Given task
Replace "emit" with "draw" in the data from its first line through the line containing "top-left (0, 264), bottom-right (474, 316)", inclusive. Rewrite only those lines, leaving everything else unchanged.

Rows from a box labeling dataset
◆ ◆ ◆ ◆

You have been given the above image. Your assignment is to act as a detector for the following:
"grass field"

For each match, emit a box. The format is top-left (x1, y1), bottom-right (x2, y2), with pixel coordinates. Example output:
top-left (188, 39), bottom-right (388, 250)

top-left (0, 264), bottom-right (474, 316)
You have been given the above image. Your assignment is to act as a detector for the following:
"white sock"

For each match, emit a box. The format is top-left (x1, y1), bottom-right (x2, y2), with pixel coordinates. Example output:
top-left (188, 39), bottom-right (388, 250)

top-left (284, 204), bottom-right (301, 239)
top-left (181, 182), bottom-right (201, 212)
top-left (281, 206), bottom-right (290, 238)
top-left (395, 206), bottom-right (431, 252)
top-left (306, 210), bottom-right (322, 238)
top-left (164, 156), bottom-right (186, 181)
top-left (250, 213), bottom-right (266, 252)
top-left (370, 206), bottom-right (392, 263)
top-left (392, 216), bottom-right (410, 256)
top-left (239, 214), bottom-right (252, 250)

◆ ◆ ◆ ◆

Written reply
You have been given the above image. Your assignment is to act as a detector for the following:
"grass field"

For each match, draw a box. The format is top-left (x1, y1), bottom-right (x2, y2), with pixel coordinates. Example output:
top-left (188, 39), bottom-right (388, 250)

top-left (0, 264), bottom-right (474, 316)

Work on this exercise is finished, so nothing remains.